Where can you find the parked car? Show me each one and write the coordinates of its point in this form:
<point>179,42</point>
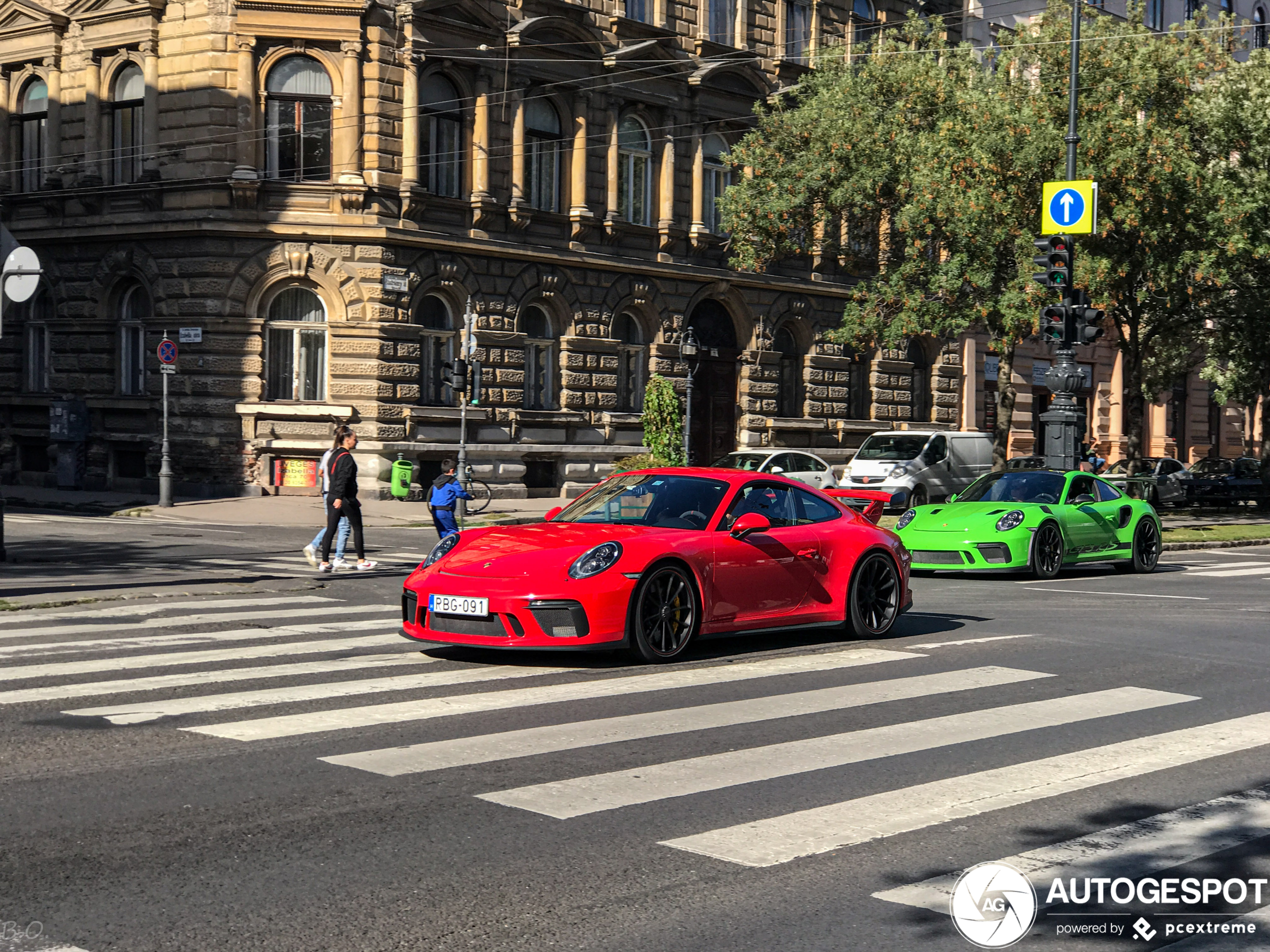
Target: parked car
<point>918,467</point>
<point>1036,521</point>
<point>794,464</point>
<point>1226,483</point>
<point>1158,480</point>
<point>652,559</point>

########################################

» **What you are asked to do**
The records above, minus their pictures, are to be returned word for word.

» **Solution to this task**
Where can you find the parked car? Show me each one and write the coordinates of its point in this form:
<point>179,42</point>
Target: parked car
<point>918,467</point>
<point>1036,521</point>
<point>794,464</point>
<point>1226,483</point>
<point>1158,480</point>
<point>652,559</point>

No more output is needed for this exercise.